Given request
Please retype all of the records below, keeping every line and character unchanged.
___ Given data
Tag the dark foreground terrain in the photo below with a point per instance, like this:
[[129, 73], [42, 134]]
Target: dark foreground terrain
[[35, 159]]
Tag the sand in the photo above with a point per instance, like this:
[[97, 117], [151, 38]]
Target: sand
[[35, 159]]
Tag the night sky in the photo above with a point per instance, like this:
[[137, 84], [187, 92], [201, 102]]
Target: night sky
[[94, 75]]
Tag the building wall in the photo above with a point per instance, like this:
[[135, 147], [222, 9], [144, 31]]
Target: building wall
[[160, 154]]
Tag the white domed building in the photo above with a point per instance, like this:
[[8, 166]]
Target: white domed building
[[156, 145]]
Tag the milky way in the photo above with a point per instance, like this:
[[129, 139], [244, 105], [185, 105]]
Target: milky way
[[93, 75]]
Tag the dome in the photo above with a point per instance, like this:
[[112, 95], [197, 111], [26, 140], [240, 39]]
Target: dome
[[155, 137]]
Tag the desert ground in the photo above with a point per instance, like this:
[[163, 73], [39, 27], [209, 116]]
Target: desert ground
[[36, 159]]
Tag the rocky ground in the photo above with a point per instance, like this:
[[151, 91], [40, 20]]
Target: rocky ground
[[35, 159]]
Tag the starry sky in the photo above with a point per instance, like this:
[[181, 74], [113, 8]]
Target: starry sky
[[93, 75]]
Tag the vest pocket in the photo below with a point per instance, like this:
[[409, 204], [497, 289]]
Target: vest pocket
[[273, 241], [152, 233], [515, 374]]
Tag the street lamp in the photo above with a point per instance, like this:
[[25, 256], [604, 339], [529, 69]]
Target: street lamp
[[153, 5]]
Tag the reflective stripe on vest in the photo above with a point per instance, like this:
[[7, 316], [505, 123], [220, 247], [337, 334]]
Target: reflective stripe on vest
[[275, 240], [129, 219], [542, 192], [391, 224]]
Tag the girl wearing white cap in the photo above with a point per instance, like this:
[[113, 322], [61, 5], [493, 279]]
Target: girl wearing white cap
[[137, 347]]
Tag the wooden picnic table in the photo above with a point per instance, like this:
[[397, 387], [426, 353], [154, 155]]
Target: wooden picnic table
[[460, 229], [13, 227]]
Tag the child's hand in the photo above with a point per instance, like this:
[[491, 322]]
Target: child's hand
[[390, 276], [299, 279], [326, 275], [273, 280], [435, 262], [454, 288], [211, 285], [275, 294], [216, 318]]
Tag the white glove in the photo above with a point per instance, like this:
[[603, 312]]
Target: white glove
______
Solution below
Tag the dark foreground terrain in the photo below with a point per instance, like this:
[[129, 73], [42, 134]]
Target: dark foreground terrain
[[35, 159]]
Tag the sand in the photo above with a point per instance, like this:
[[97, 117], [151, 38]]
Target: sand
[[35, 159]]
Tag the night sky in the photo above with a point per instance, like this:
[[137, 84], [187, 92], [201, 102]]
Target: night sky
[[94, 75]]
Tag the building wall in the photo above with a point per instance, like this:
[[135, 147], [222, 9], [144, 31]]
Target: building wall
[[160, 154]]
Tag the white domed building in the photo above with a point per instance, like this:
[[8, 166]]
Target: white domed building
[[156, 145]]
Tag the milky way in the photo above with a point per instance, like this:
[[129, 139], [244, 105], [185, 105]]
Target: milky way
[[93, 75]]
Tag the dome in the photo above with a point per instance, like this:
[[112, 95], [197, 111], [26, 140], [240, 39]]
Target: dome
[[155, 137]]
Tag the desert ground in the photo above with a point per instance, like this:
[[163, 73], [39, 27], [209, 116]]
Target: desert ground
[[36, 159]]
Tag the rocky ground in the photo above with a point per instance, like this:
[[151, 91], [40, 20]]
Target: rocky ground
[[35, 159]]
Tag the starry sky in the photo above with a point per instance, like this:
[[181, 74], [113, 8]]
Target: starry sky
[[93, 75]]
Tag the vest pocket in the photo below with a point per instance, like this:
[[409, 204], [497, 289]]
Target: vest pocket
[[273, 241], [152, 233], [515, 374]]
Tag the street lamp in the photo above with a point per instance, like this:
[[25, 256], [604, 339], [529, 69]]
Target: street lamp
[[153, 5]]
Tag the reflective stripe on vest in the photo above with a point per instance, like this:
[[7, 316], [505, 123], [220, 247], [337, 334]]
Target: reflective stripe on vest
[[275, 240], [129, 219], [542, 192], [391, 224]]
Tag the girl wearing white cap in the photo above with a point per instance, like this:
[[113, 322], [61, 5], [493, 279]]
Target: girl wearing white cap
[[137, 347]]
Tag the wooden picnic table in the photo above with a point per instance, like this:
[[397, 387], [426, 353], [154, 155]]
Target: wooden picnic table
[[460, 229], [13, 227]]
Tag the child's hand in the photo above with a point per instance, like this:
[[491, 322]]
Target: child's hand
[[390, 276], [299, 279], [326, 275], [273, 280], [435, 262], [454, 288], [211, 285], [275, 294], [216, 318]]
Tag the white glove in the photo above with a point per instance, like this:
[[603, 312]]
Target: white glove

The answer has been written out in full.